- EXPLORE THE MATERIAL:
1/ Answer these questions from the patent text on portable radio equipment:
(a) In the conventional equipment of FIG. 1, what is the whip antenna 3 attached on?
(b) Which two types of antenna are typically used?
(c) What is connected to the matching circuit 5?
2/ From the patent text on portable radio equipment, extract the part that opens with the words containing "A portable radio" and closes with "it is housed.".
3/ Translate this sentence from the patent text on portable radio equipment into Spanish: "Typically, a wideband whip antenna and a helical antenna are used."
━━ PAGE TEXT ━━
Portable radio equipment capable of receiving signals of multiple frequency bands

Abstract

A portable radio equipment using multiple frequency bands for communication is provided with a rod-shaped first antenna which can be extended or contracted. A second antenna used for a second frequency band is built. The first antenna is independently matched in one frequency band by a matching circuit, it can be matched when the first antenna is housed and when it is extended.

Description

BACKGROUND OF THE INVENTION

[0001] 1. Field of the Invention

[0002] The present invention relates to portable radio equipment, and in particular relates to portable radio equipment in which multiple different frequency bands are used and there is no difference in characteristics in a rod-shaped antenna between when it is extended and when it is housed.

[0003] 2. Description of the Related Art

[0004] Portable radio equipment such as mobile telephones generally has a structure that is an extensible antenna that is attached to the body. For an antenna used for portable radio equipment, there are various types. Typically, a wideband whip antenna and a helical antenna are used.

[0005] FIG. 1 shows conventional type portable radio equipment. FIG. 1 shows an antenna mounted part in the body of portable radio equipment 10 and a printed board 2 is built in the body 1. A whip antenna 3 used for send and receive is attached on the printed board 2 in addition to send and receive circuits (not shown). The whip antenna 3 can be extended or contracted and can be housed in the body 1 when the portable radio equipment 10 is not used. When the portable radio equipment 10 is carried, the whip antenna 3 is housed in the body 1 and only in when sending/receiving transmission, it is pulled out of the body 1 and is extended. Therefore, as the protrusion from the body 1 of the whip antenna 3 can be reduced when the portable radio equipment 10 is not used, the portable radio equipment has excellent portability. However, as the portable radio equipment 10 is next to an ear, the gain of the whip antenna 3 is deteriorated because of the effect of the human body. Therefore, the quality of conversation may be deteriorated when the whip antenna is receiving weak signals. Then, if the whip antenna 3 is used in a state in which it is extended to its maximum length in order to increase its gain, satisfactory conversation quality can be acquired.

[0006] FIG. 1 shows a state that the whip antenna 3 is contracted and the whole is housed in the body 1. A feeding part in housing 4 is connected to the whip antenna 3 via a matching circuit 5 and a transmitter-receiver 9 is connected to the matching circuit 5. In the meantime, when the whip antenna 3 is extended, a feeding part in extension 6 is connected to the whip antenna 3 via the matching circuit 5 similarly to the case of the feeding part in housing 4. As described above, both in the extension and in the housing of the antenna, the common matching circuit 5 is generally used. Therefore, the structure and the dimensions of the whip antenna 3 are determined so that the impedance Zin of the independent antenna of this type of portable radio equipment 10 is substantially equal in extension and in housing, and sending and receiving messages without hindrance are enabled in extension and in housing.
━━━
━━ MATERIAL SUPPLIED ━━
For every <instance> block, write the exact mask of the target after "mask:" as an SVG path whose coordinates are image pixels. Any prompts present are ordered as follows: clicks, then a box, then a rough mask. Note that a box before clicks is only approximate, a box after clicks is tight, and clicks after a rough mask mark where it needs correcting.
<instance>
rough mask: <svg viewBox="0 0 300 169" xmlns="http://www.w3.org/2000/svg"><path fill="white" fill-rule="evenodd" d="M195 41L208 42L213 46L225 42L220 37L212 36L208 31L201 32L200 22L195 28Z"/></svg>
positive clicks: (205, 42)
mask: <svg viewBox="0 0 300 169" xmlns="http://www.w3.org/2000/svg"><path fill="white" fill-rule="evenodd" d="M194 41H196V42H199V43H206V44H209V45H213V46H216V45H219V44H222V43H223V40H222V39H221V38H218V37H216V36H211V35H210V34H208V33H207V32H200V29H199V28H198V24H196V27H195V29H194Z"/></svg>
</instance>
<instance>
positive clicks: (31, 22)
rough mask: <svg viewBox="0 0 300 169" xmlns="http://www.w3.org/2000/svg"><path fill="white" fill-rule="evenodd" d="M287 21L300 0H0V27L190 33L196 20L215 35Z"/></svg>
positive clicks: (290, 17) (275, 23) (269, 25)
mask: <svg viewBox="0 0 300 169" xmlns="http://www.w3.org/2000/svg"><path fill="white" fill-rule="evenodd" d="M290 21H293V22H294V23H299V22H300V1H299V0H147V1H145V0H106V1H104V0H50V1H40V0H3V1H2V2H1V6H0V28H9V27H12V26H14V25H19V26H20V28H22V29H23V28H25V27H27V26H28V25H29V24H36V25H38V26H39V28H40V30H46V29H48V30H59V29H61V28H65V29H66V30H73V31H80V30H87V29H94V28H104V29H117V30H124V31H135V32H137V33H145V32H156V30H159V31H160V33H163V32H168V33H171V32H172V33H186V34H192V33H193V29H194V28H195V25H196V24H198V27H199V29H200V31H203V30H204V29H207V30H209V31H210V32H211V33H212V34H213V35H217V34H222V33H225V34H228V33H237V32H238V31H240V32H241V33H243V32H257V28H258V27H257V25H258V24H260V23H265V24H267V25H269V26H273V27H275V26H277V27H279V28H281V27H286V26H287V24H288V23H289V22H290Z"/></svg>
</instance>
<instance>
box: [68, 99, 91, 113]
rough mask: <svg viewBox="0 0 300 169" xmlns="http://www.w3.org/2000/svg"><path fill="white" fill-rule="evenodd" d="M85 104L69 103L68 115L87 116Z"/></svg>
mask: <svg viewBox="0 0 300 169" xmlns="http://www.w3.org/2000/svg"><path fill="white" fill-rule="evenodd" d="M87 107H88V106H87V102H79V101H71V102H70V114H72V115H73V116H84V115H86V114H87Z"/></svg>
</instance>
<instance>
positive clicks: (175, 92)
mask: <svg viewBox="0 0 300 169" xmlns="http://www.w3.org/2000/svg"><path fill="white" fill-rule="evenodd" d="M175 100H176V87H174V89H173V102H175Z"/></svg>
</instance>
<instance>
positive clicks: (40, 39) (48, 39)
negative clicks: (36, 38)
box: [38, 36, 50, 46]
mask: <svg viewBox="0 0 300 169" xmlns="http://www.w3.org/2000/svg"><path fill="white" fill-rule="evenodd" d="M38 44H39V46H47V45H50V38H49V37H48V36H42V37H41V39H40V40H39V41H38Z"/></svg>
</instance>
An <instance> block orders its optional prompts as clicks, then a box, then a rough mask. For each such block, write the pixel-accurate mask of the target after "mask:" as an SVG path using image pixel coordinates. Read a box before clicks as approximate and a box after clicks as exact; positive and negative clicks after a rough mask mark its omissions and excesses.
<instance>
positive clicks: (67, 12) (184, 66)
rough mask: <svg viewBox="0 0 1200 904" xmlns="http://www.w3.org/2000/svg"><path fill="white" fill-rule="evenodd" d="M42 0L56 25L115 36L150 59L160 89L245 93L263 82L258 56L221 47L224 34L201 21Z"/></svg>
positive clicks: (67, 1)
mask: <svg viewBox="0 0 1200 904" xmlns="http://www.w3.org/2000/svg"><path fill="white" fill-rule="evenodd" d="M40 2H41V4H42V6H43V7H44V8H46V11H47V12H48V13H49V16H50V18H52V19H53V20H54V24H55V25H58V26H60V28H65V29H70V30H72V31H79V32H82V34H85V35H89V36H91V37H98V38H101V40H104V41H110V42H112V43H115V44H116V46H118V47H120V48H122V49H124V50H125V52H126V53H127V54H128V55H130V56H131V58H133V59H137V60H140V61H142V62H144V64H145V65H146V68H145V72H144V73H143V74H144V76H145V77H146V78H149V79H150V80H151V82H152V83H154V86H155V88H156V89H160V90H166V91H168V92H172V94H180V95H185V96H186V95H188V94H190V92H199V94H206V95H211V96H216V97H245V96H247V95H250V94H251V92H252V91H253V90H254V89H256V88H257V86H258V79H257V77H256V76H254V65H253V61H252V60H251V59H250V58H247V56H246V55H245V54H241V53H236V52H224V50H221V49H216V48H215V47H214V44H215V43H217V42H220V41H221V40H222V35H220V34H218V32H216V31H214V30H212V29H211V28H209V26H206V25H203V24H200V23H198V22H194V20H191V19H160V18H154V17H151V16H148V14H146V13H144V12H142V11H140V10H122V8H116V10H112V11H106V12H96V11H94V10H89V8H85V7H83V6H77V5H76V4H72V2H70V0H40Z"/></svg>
━━━
- EXERCISE SOLUTIONS:
1/
(a) The printed board 2.
(b) A wideband whip antenna and a helical antenna.
(c) A transmitter-receiver 9.

2/
A portable radio equipment using multiple frequency bands for communication is provided with a rod-shaped first antenna which can be extended or contracted. A second antenna used for a second frequency band is built. The first antenna is independently matched in one frequency band by a matching circuit, it can be matched when the first antenna is housed and when it is extended.

Description

BACKGROUND OF THE INVENTION

[0001] 1. Field of the Invention

[0002] The present invention relates to portable radio equipment, and in particular relates to portable radio equipment in which multiple different frequency bands are used and there is no difference in characteristics in a rod-shaped antenna between when it is extended and when it is housed.

3/ Normalmente se utilizan una antena de látigo de banda ancha y una antena helicoidal.